>> start ENTRIES SUPPLIED

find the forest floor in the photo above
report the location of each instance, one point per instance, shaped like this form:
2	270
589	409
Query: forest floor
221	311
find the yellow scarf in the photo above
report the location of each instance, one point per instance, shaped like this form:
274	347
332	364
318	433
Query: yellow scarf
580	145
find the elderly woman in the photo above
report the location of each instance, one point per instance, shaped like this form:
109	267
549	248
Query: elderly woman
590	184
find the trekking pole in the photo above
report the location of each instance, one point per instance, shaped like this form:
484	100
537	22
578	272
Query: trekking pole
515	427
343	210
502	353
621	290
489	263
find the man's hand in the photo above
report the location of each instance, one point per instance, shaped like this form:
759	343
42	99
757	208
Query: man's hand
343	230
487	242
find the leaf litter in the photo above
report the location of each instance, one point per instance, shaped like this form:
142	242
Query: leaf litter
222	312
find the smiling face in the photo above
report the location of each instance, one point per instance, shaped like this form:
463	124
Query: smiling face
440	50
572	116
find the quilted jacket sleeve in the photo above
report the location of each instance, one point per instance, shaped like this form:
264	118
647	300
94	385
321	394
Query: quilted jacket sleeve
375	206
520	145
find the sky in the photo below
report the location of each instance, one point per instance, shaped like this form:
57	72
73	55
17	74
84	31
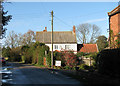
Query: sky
36	15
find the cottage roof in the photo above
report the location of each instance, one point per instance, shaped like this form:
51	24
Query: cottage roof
89	48
58	37
114	11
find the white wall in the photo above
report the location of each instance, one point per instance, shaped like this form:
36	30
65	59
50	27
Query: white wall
61	47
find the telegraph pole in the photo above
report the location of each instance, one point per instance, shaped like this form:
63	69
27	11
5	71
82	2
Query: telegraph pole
52	39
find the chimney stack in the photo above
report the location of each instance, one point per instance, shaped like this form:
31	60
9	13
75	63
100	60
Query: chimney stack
45	29
74	29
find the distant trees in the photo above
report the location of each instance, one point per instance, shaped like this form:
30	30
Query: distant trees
87	33
15	40
102	42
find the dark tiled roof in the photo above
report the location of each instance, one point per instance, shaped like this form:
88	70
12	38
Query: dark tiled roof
89	48
58	37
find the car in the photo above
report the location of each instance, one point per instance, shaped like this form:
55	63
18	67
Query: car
2	59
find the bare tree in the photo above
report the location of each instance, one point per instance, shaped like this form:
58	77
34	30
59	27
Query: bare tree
28	37
87	33
11	39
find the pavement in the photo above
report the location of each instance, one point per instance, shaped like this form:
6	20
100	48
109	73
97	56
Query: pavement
25	74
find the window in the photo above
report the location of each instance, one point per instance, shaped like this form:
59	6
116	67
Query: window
55	46
67	47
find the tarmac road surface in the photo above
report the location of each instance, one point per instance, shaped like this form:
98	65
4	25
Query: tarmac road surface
27	74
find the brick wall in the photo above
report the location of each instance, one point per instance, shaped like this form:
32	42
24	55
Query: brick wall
115	26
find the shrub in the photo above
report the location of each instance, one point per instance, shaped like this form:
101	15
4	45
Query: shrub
108	62
67	67
69	58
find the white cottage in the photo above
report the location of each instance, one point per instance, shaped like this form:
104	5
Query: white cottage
62	40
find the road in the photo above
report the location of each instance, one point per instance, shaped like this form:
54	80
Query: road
28	74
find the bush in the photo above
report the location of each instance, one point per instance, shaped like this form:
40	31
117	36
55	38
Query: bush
69	59
108	62
67	67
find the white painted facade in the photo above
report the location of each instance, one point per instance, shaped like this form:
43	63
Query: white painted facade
62	47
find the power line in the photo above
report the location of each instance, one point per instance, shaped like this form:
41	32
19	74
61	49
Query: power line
62	21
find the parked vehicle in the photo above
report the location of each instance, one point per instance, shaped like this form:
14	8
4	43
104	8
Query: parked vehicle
2	60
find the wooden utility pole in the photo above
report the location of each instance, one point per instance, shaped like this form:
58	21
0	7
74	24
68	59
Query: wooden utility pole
52	39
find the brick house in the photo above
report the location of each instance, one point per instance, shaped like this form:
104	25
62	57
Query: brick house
62	40
114	26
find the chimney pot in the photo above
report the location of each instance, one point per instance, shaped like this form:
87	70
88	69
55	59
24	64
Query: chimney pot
45	29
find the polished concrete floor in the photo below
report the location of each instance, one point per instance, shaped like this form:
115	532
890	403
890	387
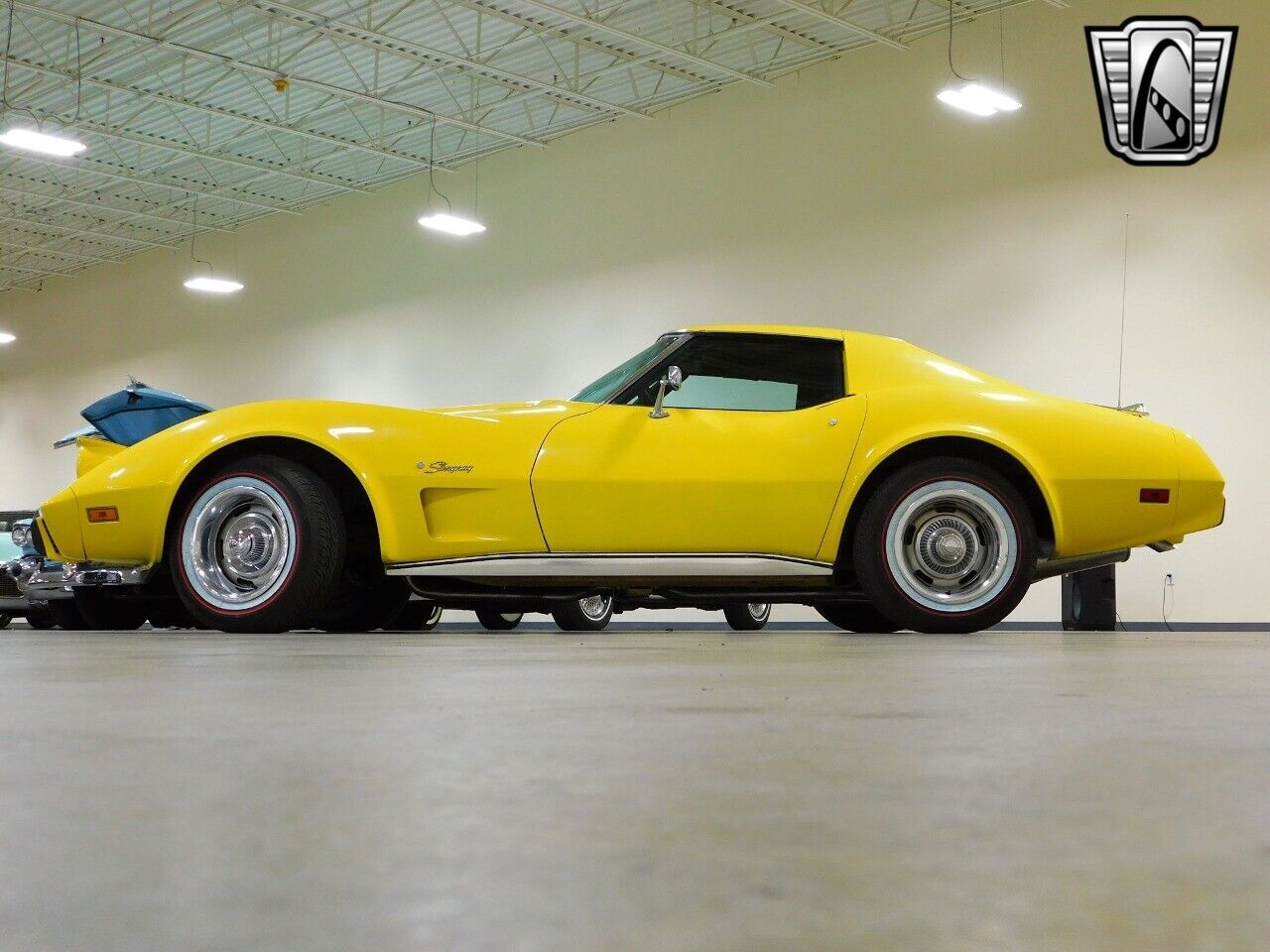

>> end ENTRIES SUPPLIED

WORK TO DO:
In the rows above, locate every line that contains the word "elderly". Copy each of those lines.

EXERCISE OUTPUT:
find the elderly woman in the photo above
Query: elderly woman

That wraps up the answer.